(Nesne konumu işaretleme verileri)
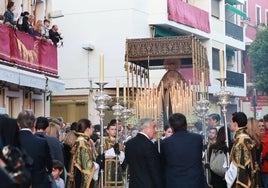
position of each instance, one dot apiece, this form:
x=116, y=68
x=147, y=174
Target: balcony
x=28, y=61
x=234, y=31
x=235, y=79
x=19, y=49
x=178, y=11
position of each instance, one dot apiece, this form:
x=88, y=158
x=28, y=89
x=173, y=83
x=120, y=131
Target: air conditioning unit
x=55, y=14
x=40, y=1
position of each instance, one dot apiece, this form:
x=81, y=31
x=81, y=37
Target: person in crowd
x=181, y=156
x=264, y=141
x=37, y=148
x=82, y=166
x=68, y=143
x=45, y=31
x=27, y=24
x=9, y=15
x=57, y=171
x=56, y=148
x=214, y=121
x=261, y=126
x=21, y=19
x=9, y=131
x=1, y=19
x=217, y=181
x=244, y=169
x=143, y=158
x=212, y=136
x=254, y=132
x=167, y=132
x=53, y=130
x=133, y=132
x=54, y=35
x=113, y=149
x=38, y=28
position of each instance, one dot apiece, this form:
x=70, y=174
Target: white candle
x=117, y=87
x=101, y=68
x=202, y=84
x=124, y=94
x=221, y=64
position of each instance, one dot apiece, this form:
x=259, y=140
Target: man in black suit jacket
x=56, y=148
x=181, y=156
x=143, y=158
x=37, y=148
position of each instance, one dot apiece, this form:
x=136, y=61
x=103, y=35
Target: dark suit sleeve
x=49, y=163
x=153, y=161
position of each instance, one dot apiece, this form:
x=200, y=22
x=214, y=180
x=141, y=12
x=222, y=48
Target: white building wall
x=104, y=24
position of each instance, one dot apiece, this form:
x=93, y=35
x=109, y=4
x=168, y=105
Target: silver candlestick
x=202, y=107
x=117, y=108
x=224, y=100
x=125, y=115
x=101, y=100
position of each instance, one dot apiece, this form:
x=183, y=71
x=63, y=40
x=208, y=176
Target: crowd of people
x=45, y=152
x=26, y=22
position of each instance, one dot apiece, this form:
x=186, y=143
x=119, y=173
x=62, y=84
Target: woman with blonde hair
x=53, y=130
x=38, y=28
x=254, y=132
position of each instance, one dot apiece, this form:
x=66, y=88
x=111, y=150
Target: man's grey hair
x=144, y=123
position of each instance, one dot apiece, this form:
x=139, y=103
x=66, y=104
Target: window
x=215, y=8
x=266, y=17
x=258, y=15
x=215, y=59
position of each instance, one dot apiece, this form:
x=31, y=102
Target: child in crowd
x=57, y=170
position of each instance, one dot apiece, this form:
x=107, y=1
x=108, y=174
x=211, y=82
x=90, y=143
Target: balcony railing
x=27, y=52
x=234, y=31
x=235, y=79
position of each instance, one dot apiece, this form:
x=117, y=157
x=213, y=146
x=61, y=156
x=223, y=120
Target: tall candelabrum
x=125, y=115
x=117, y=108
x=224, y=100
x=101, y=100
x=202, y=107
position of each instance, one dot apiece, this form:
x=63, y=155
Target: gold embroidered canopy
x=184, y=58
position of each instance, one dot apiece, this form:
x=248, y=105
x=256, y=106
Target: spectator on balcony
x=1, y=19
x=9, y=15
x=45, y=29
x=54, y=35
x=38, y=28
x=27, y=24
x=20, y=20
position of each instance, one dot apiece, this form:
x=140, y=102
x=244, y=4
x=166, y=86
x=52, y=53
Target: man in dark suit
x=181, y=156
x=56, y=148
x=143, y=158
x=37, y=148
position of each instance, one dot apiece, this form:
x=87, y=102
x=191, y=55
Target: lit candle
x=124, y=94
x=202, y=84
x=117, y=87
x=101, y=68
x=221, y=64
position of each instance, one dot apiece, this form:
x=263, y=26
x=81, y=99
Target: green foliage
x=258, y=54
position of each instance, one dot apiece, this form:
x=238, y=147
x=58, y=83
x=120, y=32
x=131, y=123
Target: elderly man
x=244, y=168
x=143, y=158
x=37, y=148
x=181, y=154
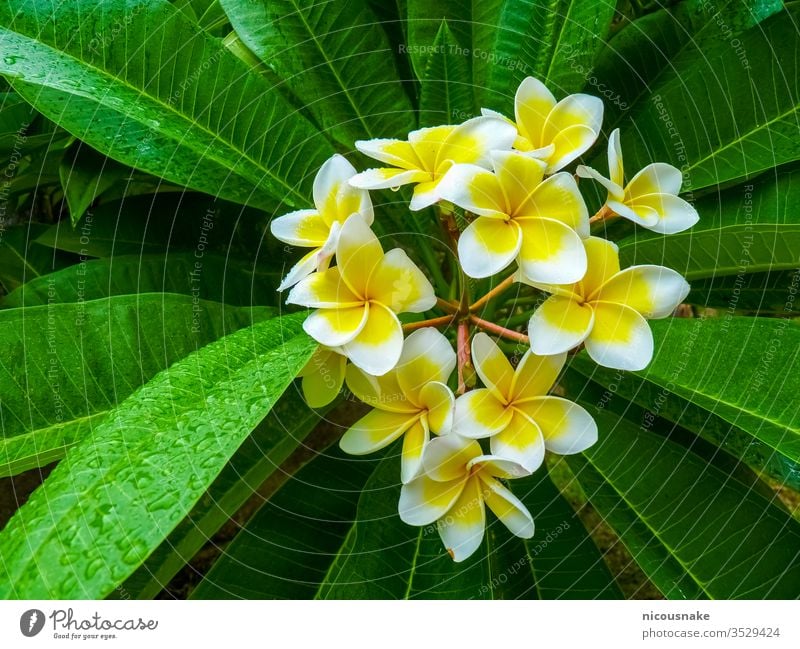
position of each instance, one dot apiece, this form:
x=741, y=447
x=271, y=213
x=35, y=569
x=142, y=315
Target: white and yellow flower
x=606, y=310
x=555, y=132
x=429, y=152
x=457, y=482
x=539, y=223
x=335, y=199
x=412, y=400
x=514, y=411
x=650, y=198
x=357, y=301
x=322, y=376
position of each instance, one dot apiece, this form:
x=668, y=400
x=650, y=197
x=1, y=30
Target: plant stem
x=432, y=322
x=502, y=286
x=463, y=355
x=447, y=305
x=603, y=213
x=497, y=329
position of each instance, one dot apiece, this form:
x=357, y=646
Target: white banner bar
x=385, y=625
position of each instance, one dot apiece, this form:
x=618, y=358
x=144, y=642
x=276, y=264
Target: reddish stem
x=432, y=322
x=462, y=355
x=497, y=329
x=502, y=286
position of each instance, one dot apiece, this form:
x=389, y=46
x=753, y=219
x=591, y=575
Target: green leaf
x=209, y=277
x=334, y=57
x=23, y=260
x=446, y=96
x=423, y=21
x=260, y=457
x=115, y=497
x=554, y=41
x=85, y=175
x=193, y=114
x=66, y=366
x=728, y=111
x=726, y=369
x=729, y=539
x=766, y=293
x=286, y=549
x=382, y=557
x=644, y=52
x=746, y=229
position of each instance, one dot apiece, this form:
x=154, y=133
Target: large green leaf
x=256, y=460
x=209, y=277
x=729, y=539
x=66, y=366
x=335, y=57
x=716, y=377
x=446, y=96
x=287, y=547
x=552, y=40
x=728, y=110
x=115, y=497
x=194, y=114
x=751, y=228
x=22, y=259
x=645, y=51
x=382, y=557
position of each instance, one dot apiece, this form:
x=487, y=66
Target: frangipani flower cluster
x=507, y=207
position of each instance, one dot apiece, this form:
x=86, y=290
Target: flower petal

#### [İstenen]
Materyalde "suit" dizesini içeren kaç satır bulunduğunu yalnızca sayı olarak belirtin. Büyük ve küçük harf ayrımı dikkate alınır.

#### [Yanıt]
3